▸ TAREFA 1:
Reescreva as entradas de dados da linha que contém "Where can the sunglasses" até o fim das entradas, incluindo essa linha e a última, deslocando em -111 cada número das coordenadas nas respostas e mantendo as demais linhas sem alteração.

12º- A sua pertinência tem a ver com a localização de terrenos baldios em determinadas áreas da ..., hoje submetidas ao perímetro florestal dessa Serra, cuja natureza baldia o Autor reclama.
13º- Repare-se que um dos documentos trata o levantamento dos baldios do Continente, realizado pela Junta de Colonização, órgão extinto do Ministério da Agricultura, situando 1.600 hectares de baldio na ... e ..., onde o Autor reclama essa localização, enquanto os demais são duas cartas topográficas que delimitam o perímetro florestal que, como já documentado nos autos, foi definido sobre terrenos baldios.
14º- Ou seja, trata-se de documentos oficiais emitidos por órgãos do Estado Português que o Tribunal não pode ignorar e que, ainda que fossem intempestivos, no que não se concede, obrigaria à sua junção em nome do princípio do inquisitório, pela sua pertinência à matéria que é objeto de julgamento- artº 411º do NCPC, constituindo ainda um corolário da posição desde sempre assumida pelo Autor no processo.
15º- Não vemos como considerar extemporâneos estes documentos, face ao momento em que chegaram à posse do Autor, nem podem ser considerados impertinentes nem desnecessários sem que, previamente, se proceda à sua análise, ainda que sumária.
16º- Os documentos em apreço finalizam a linha processual já estabelecida nos autos, mormente como resulta da documentação oficial já recebida nos autos por despachos transitados, sendo que, como se expôs, os mesmos devem ser considerados tempestivos ou, no limite, admitidos ao abrigo do princípio do inquisitório.
17º- Ao rejeita-los, sem mais, a Srª Juiz arrisca decisão contrária ao que já se encontra regulamentado em documentos oficiais emitidos por órgãos do Estado Português. E tal não lhe deve ser indiferente.
18º- A nova redação do nº 2 do artº 423º do NCPC (anterior artº 523º CPC), que impõe como limite para a junção de documentos o prazo de 20 antes da audiência final, visa obstar a surpresas no julgamento, decorrentes da junção inesperada de um qualquer documento, com consequências negativas traduzidas, nomeadamente, no arrastamento das audiências.
19º- Mas, na interpretação da lei processual, o julgador deve ter sempre em conta a unidade e coerência do sistema jurídico – artº 9º nº 1 do C. Civil, sopesando os princípios em presença, não esquecendo o princípio da verdade material, estruturante de todo o processo civil, revelando-se juridicamente insustentável, no contexto processual referido e no demais que resulta dos autos, a simples rejeição da prova documental indicada pelo Autor.
20º- Por outro lado, impõe-se notar que o preceito citado- artº 423º NCPC- não se destina a tutelar apenas as expectativas de uma parte, no caso os Réus, antes foi abstratamente pensado para a tutela de todas as partes, onde se inclui, é preciso dizê-lo, o Autor.

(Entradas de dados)
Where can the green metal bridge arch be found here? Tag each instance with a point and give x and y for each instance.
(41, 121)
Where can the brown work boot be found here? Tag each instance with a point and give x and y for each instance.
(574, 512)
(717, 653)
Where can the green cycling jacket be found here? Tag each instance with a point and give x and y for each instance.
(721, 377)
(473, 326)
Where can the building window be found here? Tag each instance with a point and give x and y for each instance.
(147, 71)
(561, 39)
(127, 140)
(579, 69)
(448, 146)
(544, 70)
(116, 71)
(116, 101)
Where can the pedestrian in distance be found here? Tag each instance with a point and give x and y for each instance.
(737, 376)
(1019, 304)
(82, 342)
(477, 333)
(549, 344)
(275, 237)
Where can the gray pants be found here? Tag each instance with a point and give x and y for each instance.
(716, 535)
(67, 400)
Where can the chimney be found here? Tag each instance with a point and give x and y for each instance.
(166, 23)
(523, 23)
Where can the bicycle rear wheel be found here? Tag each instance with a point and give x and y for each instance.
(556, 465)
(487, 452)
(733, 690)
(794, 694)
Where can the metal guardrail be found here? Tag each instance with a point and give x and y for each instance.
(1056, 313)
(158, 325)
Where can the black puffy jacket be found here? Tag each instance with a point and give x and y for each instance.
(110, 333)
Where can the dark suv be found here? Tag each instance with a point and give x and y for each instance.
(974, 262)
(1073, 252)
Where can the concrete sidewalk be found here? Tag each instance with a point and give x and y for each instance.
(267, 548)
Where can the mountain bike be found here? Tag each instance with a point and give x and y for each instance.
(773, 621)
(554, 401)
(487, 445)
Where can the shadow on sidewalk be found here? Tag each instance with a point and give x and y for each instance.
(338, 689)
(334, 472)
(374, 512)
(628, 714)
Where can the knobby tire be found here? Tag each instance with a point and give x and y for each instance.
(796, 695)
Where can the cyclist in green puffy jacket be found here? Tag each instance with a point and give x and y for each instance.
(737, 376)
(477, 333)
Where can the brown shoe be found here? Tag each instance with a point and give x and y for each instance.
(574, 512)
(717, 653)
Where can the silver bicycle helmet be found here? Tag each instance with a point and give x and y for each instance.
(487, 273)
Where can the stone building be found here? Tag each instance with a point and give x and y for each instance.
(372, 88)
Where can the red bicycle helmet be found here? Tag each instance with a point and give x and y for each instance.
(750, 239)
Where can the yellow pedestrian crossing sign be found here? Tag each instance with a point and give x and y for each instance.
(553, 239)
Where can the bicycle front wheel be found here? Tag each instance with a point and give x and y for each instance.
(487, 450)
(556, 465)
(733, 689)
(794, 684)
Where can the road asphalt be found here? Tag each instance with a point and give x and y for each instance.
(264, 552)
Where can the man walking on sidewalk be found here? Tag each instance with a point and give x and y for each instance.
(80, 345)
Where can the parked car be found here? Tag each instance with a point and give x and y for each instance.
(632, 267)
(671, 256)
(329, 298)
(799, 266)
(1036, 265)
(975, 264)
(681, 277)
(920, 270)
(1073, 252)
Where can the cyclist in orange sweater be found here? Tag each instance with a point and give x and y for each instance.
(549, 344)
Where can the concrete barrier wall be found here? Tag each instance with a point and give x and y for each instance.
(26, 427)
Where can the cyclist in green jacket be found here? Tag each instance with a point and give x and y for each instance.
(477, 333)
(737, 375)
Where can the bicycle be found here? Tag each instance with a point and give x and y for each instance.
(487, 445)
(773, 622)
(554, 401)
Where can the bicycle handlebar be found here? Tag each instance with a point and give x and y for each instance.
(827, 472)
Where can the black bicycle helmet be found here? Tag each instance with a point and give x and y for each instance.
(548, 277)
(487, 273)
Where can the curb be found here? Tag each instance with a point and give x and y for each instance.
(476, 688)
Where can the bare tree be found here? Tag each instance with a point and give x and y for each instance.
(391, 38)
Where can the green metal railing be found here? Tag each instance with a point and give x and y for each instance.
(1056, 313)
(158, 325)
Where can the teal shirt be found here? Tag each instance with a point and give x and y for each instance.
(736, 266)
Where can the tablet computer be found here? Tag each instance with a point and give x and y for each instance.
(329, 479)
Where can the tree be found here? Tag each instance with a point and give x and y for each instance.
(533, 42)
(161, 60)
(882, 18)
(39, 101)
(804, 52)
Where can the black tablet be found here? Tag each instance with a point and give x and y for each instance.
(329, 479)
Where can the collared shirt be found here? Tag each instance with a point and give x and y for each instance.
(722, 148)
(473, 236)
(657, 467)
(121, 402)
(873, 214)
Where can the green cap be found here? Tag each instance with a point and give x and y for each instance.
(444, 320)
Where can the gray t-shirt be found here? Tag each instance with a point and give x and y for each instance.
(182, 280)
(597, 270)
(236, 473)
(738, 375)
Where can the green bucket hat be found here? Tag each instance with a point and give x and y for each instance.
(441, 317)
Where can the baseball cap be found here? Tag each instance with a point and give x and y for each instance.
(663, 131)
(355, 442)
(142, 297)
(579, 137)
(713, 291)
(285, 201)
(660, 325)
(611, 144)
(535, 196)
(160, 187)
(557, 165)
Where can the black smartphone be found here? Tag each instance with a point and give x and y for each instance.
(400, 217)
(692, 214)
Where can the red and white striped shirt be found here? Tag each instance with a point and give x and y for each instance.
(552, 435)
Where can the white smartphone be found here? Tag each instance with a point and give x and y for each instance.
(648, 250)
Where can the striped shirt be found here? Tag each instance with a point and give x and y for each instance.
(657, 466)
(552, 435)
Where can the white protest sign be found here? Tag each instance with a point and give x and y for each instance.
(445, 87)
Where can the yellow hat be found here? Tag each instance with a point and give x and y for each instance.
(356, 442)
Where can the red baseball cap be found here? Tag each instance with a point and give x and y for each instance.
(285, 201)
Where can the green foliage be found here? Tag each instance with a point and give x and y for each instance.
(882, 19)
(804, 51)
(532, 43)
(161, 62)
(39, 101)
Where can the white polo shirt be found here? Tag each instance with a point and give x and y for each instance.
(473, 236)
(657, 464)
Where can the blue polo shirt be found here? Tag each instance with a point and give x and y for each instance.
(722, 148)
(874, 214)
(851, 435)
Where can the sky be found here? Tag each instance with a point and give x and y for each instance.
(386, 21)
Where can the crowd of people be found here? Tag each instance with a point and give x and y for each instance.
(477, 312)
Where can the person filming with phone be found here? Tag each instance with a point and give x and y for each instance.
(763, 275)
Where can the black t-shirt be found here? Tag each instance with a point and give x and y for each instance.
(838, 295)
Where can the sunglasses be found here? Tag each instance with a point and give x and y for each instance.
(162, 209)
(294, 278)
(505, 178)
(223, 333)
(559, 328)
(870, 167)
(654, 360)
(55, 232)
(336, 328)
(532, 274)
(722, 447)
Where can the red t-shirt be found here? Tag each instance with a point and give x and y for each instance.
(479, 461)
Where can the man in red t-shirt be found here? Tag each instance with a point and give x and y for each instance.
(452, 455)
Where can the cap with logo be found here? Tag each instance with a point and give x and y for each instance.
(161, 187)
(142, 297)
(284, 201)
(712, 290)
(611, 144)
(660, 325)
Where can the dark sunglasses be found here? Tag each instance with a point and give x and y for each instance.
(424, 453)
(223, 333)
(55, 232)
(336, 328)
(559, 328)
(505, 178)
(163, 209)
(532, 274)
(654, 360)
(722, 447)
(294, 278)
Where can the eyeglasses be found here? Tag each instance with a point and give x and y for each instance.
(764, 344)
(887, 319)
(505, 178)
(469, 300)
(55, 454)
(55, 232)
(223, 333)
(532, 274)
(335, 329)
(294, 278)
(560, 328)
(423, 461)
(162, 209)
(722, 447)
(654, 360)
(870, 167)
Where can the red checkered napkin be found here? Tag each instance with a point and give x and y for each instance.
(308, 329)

▸ TAREFA 2:
Traduza para o inglês esta frase do texto de origem: "Não vemos como considerar extemporâneos estes documentos, face ao momento em que chegaram à posse do Autor, nem podem ser considerados impertinentes nem desnecessários sem que, previamente, se proceda à sua análise, ainda que sumária."

▸ RESULTADO COMPLETO 1:
Where can the sunglasses be found here? Tag each instance with a point and give x and y for each instance.
(51, 98)
(183, 167)
(394, 67)
(112, 222)
(448, 217)
(759, 56)
(543, 249)
(-56, 121)
(225, 217)
(421, 163)
(611, 336)
Where can the red t-shirt be found here? Tag each instance with a point and give x and y for each instance.
(368, 350)
Where can the man in red t-shirt be found here? Tag each instance with a point and give x and y for each instance.
(341, 344)
Where can the cap with logo be found here? Tag each instance with a point and give x and y for each instance.
(50, 76)
(31, 186)
(173, 90)
(601, 179)
(500, 33)
(549, 214)
Where can the dark sunglasses be found here? Tag each instance with a point and give x and y for each instance.
(313, 342)
(112, 222)
(-56, 121)
(225, 217)
(448, 217)
(394, 67)
(52, 98)
(421, 163)
(543, 249)
(611, 336)
(183, 167)
Where can the eyeglasses be found here? Tag each instance with a point and give x and y for each instance.
(653, 233)
(776, 208)
(394, 67)
(358, 189)
(-56, 343)
(-56, 121)
(112, 222)
(421, 163)
(224, 218)
(183, 167)
(449, 217)
(312, 350)
(51, 98)
(611, 336)
(543, 249)
(759, 56)
Where can the red checkered napkin be found here? Tag each instance with a point and give x and y for each instance.
(197, 218)

▸ RESULTADO COMPLETO 2:
We do not see how these documents can be considered untimely, given the moment at which they came into the Plaintiff's possession, nor can they be considered irrelevant or unnecessary without first carrying out an analysis of them, even if only a brief one.